** START OF TEXT TO READ **
In fairness, Noah, the two gratuitously naked and/or nubile women you show in the Patton comic would likely have been gratuitously naked and/or nubile even if they were white woman. As a woman, I’m well aware of how Crumb prefers to depict us!

There’s no excusing the Cheap Thrills cover, however.

I think you’ve touched on something quite insightful, though, in concentrating on WHY Crumb loves the blues–especially to the extent that he loves it. There is clearly the love of the arcane, the elevation of self into a particularly rarefied aficionado. (And I would wager there are just as many African-Americans pursuing that arcane love of the blues as there are whites.) But there’s also a possibility that a man who grew up seeing himself as marginalized and miserable–regardless of how easy his life was in comparison to former slaves–might find something kindred in that music.

That possible sense of kinship is what makes the Cheap Thrills cover all the more distasteful. Like Al Jolson in blackface gleefully reading the Yiddish paper The Forvert in the film “Wonder Bar,” it’s as if Crumb has embraced that black experience but still wants to prove that he exists apart from it–a particularly unpleasant wink at the audience.
** END OF TEXT TO READ **
• [THE TASK]: Continue the passage on Crumb's drawings and his love of the blues from its final sentence.
** START OF ENTRIES SHOWN **
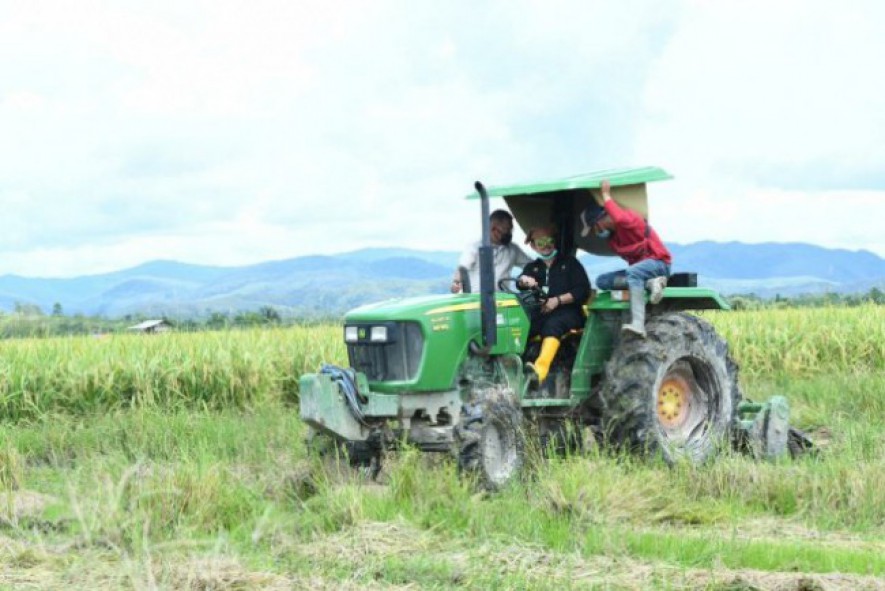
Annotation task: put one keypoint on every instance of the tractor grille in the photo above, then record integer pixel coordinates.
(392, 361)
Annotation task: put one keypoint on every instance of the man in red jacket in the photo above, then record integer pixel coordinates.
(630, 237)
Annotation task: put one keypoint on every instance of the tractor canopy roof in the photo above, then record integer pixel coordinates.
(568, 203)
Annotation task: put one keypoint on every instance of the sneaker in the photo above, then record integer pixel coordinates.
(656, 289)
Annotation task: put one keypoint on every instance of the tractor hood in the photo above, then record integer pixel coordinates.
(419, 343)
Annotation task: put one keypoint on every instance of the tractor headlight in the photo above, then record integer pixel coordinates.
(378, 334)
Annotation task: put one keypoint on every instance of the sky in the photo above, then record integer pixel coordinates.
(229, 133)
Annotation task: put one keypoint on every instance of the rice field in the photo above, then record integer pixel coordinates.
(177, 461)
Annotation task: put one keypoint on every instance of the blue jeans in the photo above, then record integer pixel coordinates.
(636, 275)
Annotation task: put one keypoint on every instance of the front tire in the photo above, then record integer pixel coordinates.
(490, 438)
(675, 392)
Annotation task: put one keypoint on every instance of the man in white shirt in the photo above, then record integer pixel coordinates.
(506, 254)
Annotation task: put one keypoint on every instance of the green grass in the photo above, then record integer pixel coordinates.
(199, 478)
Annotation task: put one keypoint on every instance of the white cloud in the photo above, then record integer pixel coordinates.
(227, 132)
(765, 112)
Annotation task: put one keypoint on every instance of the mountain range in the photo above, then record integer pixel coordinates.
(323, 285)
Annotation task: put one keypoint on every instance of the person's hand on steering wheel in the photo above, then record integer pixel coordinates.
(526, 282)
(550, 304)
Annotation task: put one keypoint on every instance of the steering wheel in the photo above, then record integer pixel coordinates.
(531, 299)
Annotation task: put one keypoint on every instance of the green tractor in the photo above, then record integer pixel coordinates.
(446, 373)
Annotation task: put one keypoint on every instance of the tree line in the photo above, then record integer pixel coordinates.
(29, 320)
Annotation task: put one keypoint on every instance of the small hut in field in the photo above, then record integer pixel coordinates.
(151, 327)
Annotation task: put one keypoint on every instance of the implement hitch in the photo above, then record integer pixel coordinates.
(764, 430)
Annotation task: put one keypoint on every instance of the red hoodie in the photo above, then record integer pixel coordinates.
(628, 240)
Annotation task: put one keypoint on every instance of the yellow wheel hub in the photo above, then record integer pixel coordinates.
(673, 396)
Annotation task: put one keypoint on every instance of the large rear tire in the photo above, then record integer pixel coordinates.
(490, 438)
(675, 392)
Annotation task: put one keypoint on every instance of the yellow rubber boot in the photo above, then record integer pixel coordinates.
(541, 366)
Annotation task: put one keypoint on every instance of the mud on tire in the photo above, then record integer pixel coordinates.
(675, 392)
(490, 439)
** END OF ENTRIES SHOWN **
** START OF ENTRIES SHOWN **
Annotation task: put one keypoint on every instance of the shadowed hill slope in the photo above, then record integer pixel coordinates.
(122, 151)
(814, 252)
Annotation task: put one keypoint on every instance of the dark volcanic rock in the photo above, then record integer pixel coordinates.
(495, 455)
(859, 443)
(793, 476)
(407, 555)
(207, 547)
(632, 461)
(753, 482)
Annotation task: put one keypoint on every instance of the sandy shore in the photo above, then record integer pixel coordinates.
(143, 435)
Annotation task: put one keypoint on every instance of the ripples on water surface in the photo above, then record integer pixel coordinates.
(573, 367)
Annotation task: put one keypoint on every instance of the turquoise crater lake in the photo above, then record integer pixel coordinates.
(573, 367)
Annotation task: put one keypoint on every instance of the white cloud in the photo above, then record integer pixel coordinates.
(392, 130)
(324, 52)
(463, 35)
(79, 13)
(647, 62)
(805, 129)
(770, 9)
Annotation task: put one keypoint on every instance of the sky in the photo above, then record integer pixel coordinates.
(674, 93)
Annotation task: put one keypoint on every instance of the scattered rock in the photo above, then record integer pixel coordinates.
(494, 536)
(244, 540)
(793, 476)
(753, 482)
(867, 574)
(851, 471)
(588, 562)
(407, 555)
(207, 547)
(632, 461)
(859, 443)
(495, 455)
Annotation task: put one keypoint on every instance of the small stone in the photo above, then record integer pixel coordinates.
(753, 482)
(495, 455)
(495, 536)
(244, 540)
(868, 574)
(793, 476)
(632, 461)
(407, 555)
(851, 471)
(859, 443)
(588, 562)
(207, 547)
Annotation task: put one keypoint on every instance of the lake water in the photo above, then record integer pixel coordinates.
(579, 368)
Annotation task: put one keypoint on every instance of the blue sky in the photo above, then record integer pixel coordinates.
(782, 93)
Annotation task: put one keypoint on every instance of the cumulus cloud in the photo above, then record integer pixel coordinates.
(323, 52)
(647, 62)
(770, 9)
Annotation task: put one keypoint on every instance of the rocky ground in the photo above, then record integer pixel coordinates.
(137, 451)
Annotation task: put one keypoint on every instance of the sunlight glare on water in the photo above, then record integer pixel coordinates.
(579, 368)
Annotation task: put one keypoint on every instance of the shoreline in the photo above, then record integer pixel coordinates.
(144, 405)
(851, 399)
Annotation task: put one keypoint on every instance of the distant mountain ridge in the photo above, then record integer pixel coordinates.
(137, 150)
** END OF ENTRIES SHOWN **
• [THE OUTPUT]:
And I responded:

I’d agree that it’s hard to tease Crumb’s misogyny out from his racism. My point here isn’t that he’s racist rather than misogynist, but that his fetishization of women bleeds over and inflects his fetishization of Patton. (Through his emphasis on Patton’s sexuality, through the use of significant glances sexualizing the blues, etc.) I think you could argue that it goes the other way as well, though (that is, the fetishization of blackness as earthiness inflects his misogyny.)

Art doesn’t belong to anyone; there’s absolutely nothing wrong with white people being into blues. There is, as you say, though, something unpleasant in the way Crumb seems to want to set himself up as more in tune with “authentic” blackness than some black people — especially given his really unfortunate history with racist caricature.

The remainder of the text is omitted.